----- Page -----
So, someone asked me about my summer time availability at work. I realized that my availability was a bit complex and perhaps it was easier to sent a figure/diagram rather than explaining it in 200 words. That’s where I thought of the idea of creating an availability calendar using ggplot2. The idea is to show basically three categories: available, not available and a limited period (where I am not available in person, but can read emails).
First, we prepare the general date range as a data.frame
. Character dates are converted to date format. Then day, week, month and date are extracted from that as separate columns for ease of plotting.
# prepare date range
dfr <- data.frame(date=seq(as.Date('2018-06-11'), as.Date('2018-08-12'), by=1))
dfr$day <- factor(strftime(dfr$date, format="%a"), levels=rev(c("Mon", "Tue", "Wed", "Thu", "Fri", "Sat", "Sun")))
dfr$week <- factor(strftime(dfr$date, format="%V"))
dfr$month <- factor(strftime(dfr$date, format="%B"), levels=c("June", "July", "August"))
dfr$ddate <- factor(strftime(dfr$date, format="%d"))
> head(dfr)
date day week month ddate
1 2018-06-11 Mon 24 June 11
2 2018-06-12 Tue 24 June 12
3 2018-06-13 Wed 24 June 13
4 2018-06-14 Thu 24 June 14
5 2018-06-15 Fri 24 June 15
6 2018-06-16 Sat 24 June 16
Then we add our tracks to define availability into a new column named comment. We first set all comments to “Available” and then overwrite the ranges based on our availability. I have also added weekend as a category so it can be coloured differently.
----- Record extracts -----
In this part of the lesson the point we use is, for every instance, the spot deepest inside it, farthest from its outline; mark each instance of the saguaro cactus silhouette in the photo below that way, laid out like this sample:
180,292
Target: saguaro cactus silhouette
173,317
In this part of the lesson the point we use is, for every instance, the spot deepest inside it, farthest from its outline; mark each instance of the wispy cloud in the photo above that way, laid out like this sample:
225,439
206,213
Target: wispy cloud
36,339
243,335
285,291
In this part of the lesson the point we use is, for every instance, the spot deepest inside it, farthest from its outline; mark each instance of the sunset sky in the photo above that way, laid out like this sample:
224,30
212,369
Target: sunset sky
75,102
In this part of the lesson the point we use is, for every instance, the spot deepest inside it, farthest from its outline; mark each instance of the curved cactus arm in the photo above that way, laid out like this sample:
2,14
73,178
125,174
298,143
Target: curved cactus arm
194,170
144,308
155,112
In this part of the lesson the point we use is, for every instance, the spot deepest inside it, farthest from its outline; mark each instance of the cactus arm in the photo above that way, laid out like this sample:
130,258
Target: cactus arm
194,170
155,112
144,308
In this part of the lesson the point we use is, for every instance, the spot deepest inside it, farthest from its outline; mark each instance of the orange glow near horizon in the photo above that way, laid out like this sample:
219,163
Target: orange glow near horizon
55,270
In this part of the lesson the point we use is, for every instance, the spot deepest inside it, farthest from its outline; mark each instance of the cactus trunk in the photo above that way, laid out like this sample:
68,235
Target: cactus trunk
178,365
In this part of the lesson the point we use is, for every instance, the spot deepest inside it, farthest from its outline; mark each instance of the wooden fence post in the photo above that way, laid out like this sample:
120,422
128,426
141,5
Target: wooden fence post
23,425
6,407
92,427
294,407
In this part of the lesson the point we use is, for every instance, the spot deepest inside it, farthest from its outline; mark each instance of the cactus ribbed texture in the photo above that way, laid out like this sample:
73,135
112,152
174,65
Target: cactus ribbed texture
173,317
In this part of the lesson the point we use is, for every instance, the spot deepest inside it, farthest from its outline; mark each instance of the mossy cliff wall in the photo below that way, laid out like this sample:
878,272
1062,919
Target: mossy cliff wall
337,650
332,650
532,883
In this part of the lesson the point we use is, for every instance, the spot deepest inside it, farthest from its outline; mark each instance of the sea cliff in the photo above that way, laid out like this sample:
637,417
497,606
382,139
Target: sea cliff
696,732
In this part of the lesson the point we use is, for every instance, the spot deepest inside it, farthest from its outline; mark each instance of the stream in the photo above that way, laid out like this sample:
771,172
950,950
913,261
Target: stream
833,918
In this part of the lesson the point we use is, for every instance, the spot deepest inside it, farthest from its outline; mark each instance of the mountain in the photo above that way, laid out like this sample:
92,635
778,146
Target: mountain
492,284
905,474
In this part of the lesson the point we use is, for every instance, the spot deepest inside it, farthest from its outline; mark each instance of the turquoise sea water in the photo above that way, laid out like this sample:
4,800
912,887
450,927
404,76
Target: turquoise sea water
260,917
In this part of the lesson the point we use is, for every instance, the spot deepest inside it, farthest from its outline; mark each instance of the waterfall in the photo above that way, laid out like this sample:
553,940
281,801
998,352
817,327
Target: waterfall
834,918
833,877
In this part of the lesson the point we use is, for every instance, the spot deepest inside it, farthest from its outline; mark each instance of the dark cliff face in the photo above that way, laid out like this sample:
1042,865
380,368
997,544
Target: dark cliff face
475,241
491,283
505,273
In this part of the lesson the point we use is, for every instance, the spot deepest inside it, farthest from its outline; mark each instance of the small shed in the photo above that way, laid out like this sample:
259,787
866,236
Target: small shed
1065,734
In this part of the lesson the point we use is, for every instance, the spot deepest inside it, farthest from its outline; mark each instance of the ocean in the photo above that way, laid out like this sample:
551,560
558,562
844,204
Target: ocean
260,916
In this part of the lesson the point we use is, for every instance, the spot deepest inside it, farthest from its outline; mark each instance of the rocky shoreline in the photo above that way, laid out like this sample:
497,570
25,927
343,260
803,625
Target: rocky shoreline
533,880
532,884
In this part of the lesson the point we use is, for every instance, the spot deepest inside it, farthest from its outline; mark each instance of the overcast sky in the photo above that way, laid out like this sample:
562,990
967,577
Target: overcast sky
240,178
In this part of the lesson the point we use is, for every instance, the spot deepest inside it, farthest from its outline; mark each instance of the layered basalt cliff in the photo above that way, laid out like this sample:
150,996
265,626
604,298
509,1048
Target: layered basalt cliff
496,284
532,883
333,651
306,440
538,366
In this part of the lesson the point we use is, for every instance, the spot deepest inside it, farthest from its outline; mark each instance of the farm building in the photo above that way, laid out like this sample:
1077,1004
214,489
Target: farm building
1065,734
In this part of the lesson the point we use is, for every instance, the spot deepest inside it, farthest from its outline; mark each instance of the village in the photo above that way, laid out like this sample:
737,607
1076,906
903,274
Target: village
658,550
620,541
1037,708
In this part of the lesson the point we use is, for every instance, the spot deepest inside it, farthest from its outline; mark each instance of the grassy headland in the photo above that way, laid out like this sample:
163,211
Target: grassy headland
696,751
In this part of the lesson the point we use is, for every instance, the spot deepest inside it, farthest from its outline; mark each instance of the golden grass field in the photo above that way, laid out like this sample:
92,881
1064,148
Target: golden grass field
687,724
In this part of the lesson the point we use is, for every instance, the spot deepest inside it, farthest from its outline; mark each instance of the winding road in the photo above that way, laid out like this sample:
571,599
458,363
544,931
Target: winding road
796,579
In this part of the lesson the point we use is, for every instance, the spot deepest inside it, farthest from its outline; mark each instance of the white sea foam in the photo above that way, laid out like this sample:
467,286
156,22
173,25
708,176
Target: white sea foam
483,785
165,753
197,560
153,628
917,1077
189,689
-----
**Task statement**
Update the part of the availability calendar post between "First, we prepare" and "ease of plotting.", inclusive, swapping "separate columns" for "individual columns".

**Exercise answer**
First, we prepare the general date range as a data.frame
. Character dates are converted to date format. Then day, week, month and date are extracted from that as individual columns for ease of plotting.